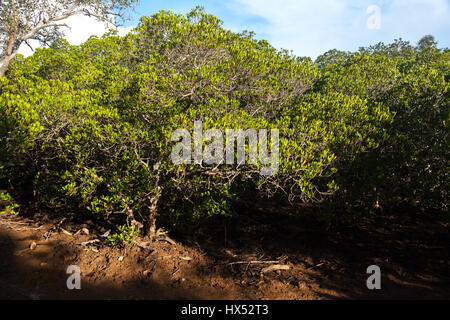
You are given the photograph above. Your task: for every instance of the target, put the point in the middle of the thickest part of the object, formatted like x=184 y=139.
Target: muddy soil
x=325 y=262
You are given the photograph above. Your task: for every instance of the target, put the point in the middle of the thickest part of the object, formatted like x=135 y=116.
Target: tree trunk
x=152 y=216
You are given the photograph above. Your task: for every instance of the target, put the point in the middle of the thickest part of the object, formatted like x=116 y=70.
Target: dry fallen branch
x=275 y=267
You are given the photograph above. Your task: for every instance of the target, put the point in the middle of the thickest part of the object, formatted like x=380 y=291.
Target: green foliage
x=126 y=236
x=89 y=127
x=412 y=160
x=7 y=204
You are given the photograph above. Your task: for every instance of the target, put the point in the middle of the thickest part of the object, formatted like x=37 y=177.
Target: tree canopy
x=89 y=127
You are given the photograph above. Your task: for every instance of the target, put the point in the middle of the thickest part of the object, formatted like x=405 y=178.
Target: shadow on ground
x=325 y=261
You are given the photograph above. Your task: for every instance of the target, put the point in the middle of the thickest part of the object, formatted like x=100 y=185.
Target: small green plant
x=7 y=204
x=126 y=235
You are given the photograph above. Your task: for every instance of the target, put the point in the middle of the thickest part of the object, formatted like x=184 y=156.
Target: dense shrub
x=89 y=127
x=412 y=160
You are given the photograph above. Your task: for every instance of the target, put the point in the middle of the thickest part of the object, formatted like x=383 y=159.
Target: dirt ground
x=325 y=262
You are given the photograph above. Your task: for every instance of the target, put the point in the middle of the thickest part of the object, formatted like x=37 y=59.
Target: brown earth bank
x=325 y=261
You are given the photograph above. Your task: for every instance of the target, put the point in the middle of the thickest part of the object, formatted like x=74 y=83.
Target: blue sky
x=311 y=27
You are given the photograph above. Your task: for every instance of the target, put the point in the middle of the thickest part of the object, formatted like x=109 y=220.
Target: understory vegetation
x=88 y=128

* * *

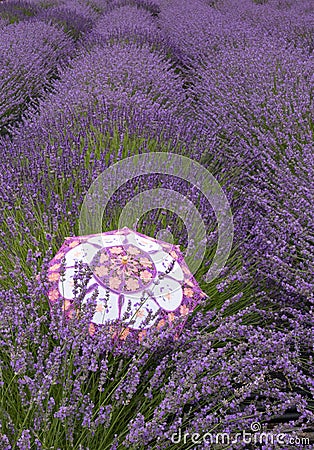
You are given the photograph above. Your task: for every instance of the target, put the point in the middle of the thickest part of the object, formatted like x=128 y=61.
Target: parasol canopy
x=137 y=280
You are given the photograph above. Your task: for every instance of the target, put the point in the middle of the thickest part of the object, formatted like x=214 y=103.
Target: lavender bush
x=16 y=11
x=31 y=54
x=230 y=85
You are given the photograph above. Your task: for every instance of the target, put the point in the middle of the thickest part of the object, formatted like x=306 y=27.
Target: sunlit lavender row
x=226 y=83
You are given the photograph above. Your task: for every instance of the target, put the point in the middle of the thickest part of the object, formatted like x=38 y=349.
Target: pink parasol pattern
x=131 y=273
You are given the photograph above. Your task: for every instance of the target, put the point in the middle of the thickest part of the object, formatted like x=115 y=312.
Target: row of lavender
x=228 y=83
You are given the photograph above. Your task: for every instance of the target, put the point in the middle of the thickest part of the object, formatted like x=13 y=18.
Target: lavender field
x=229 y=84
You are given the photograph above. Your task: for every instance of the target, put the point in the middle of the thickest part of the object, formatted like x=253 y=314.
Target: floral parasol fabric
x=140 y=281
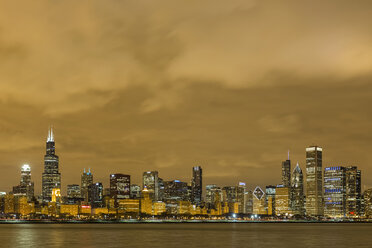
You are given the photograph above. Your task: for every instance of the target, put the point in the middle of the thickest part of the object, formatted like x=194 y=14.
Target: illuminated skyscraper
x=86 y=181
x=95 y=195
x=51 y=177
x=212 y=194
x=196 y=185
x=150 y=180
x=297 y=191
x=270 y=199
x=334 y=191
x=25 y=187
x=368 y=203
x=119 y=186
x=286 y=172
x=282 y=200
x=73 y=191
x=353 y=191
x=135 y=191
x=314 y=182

### Task brief
Within the data above, the span starting at the line containing "Target: muddy soil" and ending at the line containing "like x=405 y=178." is to be retyped exactly, with no other lines.

### Finished task
Target: muddy soil
x=325 y=262
You are given the photograph above. Your task: for every instance of the target, put the point in the middle of the thickest part of the object, formatted like x=135 y=116.
Target: tree trunk
x=152 y=216
You are given the photograph above. Your task: for every instance of the target, put the point in the middle of the thickest part of the object, formatted like x=116 y=70.
Target: dry fallen branch
x=275 y=267
You are given the photograph above. Your task: for every instance of the target, put the point in the middle of the thickest part of the object, formatted like x=380 y=291.
Target: green foliage
x=126 y=236
x=89 y=127
x=412 y=160
x=7 y=204
You are given the photograph above. Your task: for every instance of the target, put the point in the middle of the thickest part of the object, formatted like x=37 y=177.
Target: tree canopy
x=89 y=127
You are given the photograph above. Your task: for every instance of the target, put the point in the middle of the thickest part of the object, formatted like x=405 y=178.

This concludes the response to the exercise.